Task prompt: Reproduce exactly the lines below, from the first one through the line containing "Where can the rounded", and omit any pictures.

++++++++++

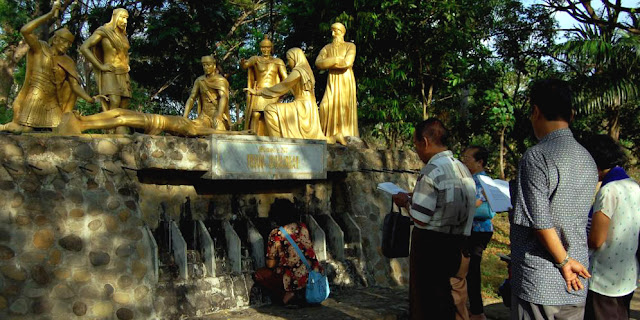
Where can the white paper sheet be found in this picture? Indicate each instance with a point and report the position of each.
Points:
(497, 193)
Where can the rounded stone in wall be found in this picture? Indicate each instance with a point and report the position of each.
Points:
(17, 200)
(124, 215)
(22, 220)
(79, 308)
(81, 275)
(40, 275)
(139, 269)
(41, 306)
(124, 282)
(83, 152)
(31, 257)
(102, 309)
(108, 290)
(41, 220)
(71, 243)
(20, 306)
(121, 298)
(131, 204)
(95, 224)
(125, 250)
(13, 272)
(140, 292)
(92, 184)
(124, 314)
(62, 292)
(111, 224)
(133, 234)
(6, 253)
(106, 148)
(112, 204)
(55, 257)
(7, 185)
(43, 239)
(76, 213)
(99, 258)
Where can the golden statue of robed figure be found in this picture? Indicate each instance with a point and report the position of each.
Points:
(211, 91)
(263, 72)
(51, 84)
(339, 106)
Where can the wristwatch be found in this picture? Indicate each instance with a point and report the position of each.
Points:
(561, 264)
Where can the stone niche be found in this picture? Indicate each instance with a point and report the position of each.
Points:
(134, 227)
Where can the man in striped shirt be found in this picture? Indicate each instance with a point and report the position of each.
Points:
(442, 206)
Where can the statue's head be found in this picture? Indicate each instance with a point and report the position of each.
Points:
(119, 19)
(61, 41)
(208, 64)
(266, 46)
(338, 29)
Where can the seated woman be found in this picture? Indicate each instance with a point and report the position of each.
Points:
(285, 274)
(615, 226)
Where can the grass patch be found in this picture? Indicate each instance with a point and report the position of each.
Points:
(494, 270)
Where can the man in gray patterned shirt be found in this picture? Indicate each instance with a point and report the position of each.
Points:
(555, 186)
(442, 206)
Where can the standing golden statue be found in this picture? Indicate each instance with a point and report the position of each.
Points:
(263, 71)
(297, 119)
(339, 107)
(108, 51)
(51, 84)
(212, 93)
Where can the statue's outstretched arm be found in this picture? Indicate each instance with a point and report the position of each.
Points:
(27, 29)
(85, 49)
(192, 98)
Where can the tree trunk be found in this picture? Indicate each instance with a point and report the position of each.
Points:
(8, 65)
(614, 124)
(502, 152)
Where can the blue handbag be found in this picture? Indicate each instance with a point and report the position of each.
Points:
(317, 283)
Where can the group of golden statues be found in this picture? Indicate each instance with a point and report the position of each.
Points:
(52, 85)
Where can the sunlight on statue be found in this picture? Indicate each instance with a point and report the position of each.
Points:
(297, 119)
(339, 107)
(211, 91)
(263, 71)
(51, 84)
(108, 51)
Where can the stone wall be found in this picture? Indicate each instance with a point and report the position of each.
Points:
(78, 216)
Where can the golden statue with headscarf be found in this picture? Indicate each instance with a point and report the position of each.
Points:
(297, 119)
(263, 71)
(108, 51)
(52, 83)
(339, 106)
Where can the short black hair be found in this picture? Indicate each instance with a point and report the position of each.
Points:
(553, 98)
(481, 153)
(434, 130)
(605, 151)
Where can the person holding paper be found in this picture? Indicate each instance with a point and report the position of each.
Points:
(475, 158)
(556, 182)
(442, 206)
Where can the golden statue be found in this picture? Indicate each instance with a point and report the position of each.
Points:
(339, 107)
(212, 92)
(297, 119)
(51, 84)
(108, 51)
(73, 123)
(263, 71)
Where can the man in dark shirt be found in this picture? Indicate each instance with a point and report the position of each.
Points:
(555, 186)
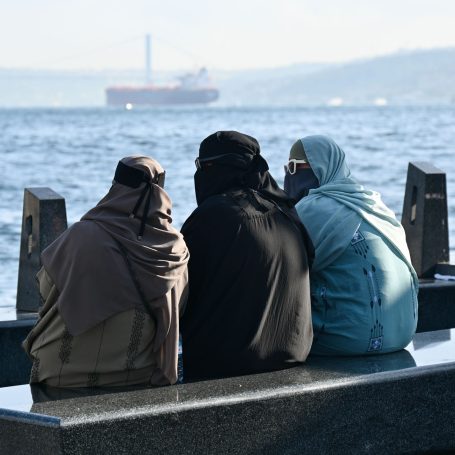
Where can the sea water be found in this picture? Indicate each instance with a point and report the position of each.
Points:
(75, 152)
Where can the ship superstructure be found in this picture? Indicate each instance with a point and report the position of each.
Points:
(191, 89)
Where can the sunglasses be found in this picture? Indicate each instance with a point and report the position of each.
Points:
(199, 162)
(291, 167)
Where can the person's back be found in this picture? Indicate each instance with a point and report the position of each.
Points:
(248, 307)
(363, 286)
(111, 286)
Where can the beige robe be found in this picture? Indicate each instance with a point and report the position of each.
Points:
(116, 352)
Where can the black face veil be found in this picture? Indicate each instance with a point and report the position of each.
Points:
(229, 160)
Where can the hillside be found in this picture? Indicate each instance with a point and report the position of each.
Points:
(406, 78)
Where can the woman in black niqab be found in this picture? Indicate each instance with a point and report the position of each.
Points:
(248, 308)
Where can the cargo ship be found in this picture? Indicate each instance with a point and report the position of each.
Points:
(190, 89)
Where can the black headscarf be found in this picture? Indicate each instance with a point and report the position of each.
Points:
(249, 302)
(239, 153)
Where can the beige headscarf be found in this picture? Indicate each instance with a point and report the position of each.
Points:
(101, 266)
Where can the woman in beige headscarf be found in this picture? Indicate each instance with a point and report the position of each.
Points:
(111, 286)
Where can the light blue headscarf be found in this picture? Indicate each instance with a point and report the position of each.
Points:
(333, 212)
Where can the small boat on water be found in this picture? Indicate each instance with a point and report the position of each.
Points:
(191, 89)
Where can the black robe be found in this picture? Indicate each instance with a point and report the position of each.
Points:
(249, 306)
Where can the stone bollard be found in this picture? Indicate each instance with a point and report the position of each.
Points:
(425, 218)
(43, 220)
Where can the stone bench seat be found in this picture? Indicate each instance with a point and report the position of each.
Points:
(394, 403)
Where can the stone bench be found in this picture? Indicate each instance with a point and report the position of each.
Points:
(393, 403)
(436, 312)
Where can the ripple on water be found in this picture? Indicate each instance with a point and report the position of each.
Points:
(75, 152)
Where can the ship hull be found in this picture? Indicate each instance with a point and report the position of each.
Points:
(147, 96)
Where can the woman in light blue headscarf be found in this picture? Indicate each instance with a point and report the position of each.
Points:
(363, 286)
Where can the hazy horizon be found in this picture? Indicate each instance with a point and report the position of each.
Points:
(225, 36)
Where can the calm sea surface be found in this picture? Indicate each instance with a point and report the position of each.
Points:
(75, 152)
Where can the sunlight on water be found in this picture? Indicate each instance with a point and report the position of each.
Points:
(75, 152)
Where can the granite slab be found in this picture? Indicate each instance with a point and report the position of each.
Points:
(394, 403)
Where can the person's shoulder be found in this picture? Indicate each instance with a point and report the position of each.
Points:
(218, 205)
(216, 210)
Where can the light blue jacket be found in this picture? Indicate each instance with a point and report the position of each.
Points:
(363, 286)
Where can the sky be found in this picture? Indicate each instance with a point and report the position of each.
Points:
(221, 34)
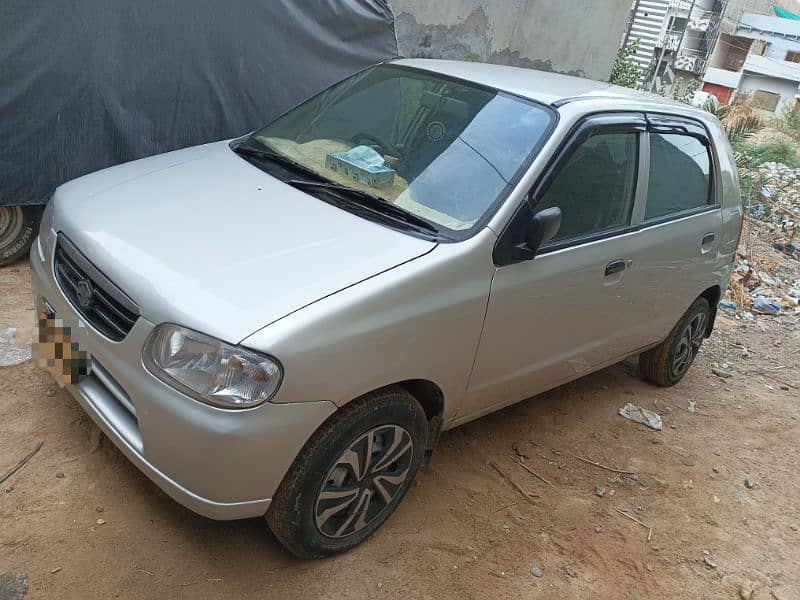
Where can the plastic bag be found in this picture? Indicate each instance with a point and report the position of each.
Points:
(9, 353)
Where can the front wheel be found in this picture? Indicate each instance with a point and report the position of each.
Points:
(667, 363)
(350, 476)
(18, 228)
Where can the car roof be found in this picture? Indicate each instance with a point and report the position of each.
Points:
(542, 86)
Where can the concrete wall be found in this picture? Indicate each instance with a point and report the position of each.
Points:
(787, 89)
(577, 37)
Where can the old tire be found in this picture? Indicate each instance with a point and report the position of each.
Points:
(667, 363)
(350, 476)
(18, 228)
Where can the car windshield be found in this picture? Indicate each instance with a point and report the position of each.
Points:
(441, 149)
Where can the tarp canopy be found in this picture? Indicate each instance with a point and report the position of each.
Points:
(86, 85)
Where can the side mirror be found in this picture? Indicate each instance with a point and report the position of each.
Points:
(542, 228)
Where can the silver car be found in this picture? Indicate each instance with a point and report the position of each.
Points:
(283, 324)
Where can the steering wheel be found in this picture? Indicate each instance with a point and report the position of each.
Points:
(372, 140)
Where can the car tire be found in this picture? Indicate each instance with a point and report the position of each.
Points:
(667, 363)
(18, 228)
(329, 502)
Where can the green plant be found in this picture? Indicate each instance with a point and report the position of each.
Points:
(775, 151)
(788, 123)
(625, 71)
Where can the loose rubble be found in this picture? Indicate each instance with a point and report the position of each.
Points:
(641, 415)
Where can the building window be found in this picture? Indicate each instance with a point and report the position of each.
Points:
(766, 100)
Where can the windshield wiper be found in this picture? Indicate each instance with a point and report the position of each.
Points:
(271, 155)
(367, 200)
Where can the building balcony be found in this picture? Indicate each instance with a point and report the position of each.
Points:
(694, 62)
(680, 5)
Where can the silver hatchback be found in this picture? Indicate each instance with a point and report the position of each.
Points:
(283, 324)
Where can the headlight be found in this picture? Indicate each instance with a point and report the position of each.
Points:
(211, 370)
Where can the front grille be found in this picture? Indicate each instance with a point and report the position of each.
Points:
(98, 300)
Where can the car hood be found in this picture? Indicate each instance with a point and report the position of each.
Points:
(202, 238)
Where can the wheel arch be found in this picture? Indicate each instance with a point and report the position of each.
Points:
(713, 295)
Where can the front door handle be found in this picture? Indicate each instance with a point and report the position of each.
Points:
(615, 266)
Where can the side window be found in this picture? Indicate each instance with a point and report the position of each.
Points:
(680, 175)
(595, 188)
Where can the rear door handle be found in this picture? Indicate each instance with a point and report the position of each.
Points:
(615, 266)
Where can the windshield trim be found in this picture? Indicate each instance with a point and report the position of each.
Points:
(447, 234)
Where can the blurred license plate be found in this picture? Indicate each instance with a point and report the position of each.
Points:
(58, 349)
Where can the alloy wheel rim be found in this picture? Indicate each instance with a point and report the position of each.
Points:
(689, 343)
(11, 223)
(364, 481)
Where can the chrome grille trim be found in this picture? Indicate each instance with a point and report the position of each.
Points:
(111, 311)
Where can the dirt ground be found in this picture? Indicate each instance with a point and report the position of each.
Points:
(82, 522)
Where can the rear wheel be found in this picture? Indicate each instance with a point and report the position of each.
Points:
(351, 475)
(18, 227)
(667, 363)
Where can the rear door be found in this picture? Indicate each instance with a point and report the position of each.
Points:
(676, 254)
(562, 314)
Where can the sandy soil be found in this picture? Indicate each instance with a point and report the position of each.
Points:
(463, 531)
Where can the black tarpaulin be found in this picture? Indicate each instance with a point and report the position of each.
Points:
(89, 84)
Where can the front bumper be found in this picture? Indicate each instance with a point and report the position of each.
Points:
(223, 464)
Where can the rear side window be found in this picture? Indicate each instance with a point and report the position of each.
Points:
(680, 175)
(595, 188)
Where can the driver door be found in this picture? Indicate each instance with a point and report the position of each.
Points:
(565, 313)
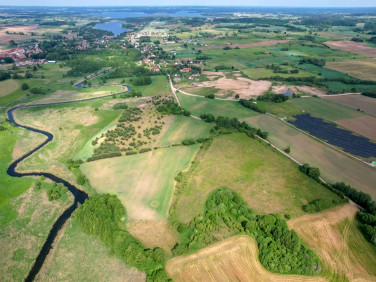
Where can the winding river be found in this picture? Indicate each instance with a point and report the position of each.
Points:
(79, 196)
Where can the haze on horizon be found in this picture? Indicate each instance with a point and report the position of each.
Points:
(256, 3)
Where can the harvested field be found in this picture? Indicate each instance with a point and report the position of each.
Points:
(362, 68)
(334, 236)
(353, 47)
(233, 259)
(8, 86)
(245, 87)
(365, 125)
(257, 44)
(364, 103)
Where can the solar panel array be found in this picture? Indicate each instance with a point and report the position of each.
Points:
(334, 135)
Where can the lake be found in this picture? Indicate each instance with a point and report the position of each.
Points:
(113, 26)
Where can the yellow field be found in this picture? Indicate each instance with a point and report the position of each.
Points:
(8, 86)
(362, 68)
(334, 236)
(233, 259)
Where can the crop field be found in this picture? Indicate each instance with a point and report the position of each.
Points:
(334, 166)
(24, 225)
(268, 181)
(325, 109)
(363, 103)
(181, 128)
(362, 68)
(233, 259)
(144, 182)
(198, 106)
(8, 86)
(353, 47)
(334, 236)
(78, 257)
(354, 144)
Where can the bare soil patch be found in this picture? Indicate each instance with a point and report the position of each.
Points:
(321, 233)
(257, 44)
(361, 102)
(246, 88)
(153, 234)
(364, 125)
(233, 259)
(353, 47)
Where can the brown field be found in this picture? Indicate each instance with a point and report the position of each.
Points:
(333, 235)
(8, 86)
(364, 125)
(363, 68)
(257, 44)
(353, 47)
(364, 103)
(233, 259)
(245, 87)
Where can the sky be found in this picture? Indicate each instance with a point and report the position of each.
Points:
(274, 3)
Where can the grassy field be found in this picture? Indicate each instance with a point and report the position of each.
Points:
(268, 181)
(233, 259)
(335, 237)
(81, 257)
(362, 68)
(8, 86)
(334, 166)
(198, 106)
(24, 225)
(72, 125)
(144, 182)
(181, 128)
(325, 109)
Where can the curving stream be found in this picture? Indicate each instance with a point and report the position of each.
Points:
(79, 196)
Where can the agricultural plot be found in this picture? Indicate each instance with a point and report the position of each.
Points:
(334, 135)
(268, 181)
(363, 103)
(334, 166)
(233, 259)
(181, 127)
(362, 68)
(198, 106)
(335, 237)
(144, 182)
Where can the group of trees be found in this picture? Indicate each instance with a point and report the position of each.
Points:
(281, 250)
(104, 216)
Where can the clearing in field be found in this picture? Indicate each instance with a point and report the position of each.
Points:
(364, 125)
(233, 259)
(334, 166)
(181, 128)
(268, 181)
(353, 47)
(335, 237)
(81, 257)
(202, 105)
(144, 183)
(246, 88)
(361, 68)
(361, 102)
(8, 86)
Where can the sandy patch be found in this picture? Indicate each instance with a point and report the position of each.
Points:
(353, 47)
(364, 125)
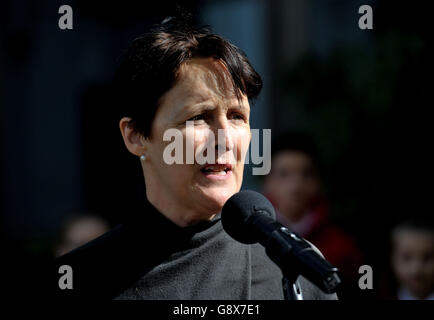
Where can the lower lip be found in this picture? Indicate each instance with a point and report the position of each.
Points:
(212, 176)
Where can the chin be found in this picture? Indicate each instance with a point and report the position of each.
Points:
(215, 198)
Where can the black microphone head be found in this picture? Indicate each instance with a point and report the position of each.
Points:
(238, 211)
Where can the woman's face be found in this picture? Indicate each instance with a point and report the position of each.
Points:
(203, 94)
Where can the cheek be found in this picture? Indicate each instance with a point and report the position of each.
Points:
(241, 138)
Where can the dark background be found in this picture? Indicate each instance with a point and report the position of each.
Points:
(363, 95)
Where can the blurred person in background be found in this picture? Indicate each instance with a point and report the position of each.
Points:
(294, 188)
(412, 261)
(78, 230)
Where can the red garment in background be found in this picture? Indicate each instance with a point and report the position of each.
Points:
(335, 244)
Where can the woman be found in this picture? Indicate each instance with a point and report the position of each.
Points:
(176, 248)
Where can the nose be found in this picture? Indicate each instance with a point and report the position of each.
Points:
(223, 134)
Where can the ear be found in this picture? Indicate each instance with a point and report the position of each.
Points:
(133, 140)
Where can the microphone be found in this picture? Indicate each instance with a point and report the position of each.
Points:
(249, 217)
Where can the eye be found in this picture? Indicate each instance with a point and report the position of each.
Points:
(197, 117)
(237, 116)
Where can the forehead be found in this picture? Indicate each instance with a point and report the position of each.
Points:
(202, 79)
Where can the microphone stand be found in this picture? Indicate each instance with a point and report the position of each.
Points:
(291, 288)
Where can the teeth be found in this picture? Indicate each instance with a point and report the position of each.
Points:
(215, 169)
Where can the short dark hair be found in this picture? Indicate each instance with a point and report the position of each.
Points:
(149, 68)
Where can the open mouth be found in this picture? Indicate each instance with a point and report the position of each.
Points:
(216, 169)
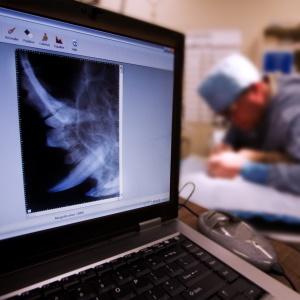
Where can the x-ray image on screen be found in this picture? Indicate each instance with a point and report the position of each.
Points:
(69, 124)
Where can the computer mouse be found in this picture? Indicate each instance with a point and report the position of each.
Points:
(239, 237)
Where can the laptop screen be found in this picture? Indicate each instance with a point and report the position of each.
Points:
(85, 123)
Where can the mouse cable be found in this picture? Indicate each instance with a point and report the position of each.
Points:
(189, 209)
(188, 198)
(277, 269)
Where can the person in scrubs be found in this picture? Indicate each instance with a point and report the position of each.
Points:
(263, 141)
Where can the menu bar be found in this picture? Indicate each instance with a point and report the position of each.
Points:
(21, 31)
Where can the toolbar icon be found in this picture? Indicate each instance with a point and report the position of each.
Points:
(45, 37)
(75, 43)
(28, 33)
(58, 40)
(11, 30)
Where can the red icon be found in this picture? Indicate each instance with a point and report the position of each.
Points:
(58, 40)
(11, 30)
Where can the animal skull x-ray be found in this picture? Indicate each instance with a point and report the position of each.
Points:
(69, 123)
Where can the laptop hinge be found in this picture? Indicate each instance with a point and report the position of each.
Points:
(149, 224)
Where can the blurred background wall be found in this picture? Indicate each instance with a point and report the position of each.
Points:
(203, 18)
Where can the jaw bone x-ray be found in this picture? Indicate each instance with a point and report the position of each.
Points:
(69, 118)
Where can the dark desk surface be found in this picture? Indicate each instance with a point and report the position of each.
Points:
(288, 257)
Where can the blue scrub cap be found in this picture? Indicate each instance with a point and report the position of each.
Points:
(225, 82)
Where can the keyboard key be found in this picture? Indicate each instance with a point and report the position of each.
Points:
(193, 275)
(205, 288)
(141, 285)
(173, 269)
(101, 269)
(139, 268)
(238, 287)
(154, 262)
(117, 263)
(173, 287)
(187, 262)
(70, 281)
(253, 292)
(82, 292)
(122, 276)
(123, 292)
(157, 277)
(61, 295)
(157, 293)
(51, 288)
(228, 274)
(173, 254)
(104, 283)
(32, 295)
(87, 274)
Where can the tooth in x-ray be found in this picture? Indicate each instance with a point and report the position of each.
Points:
(86, 130)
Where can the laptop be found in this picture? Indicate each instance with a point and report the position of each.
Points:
(90, 131)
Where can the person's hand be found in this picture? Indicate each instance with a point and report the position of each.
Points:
(265, 156)
(219, 148)
(226, 164)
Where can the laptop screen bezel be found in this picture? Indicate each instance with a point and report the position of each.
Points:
(40, 245)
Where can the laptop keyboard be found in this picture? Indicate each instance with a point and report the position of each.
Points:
(173, 269)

++++++++++

Expected answer:
Where can the white paper sheet be found in this picture? Indicate each instance with a point and report the position of each.
Points:
(497, 193)
Where can the rounded stone in wall be found in this picture? Indicate each instance with a point and report the position of each.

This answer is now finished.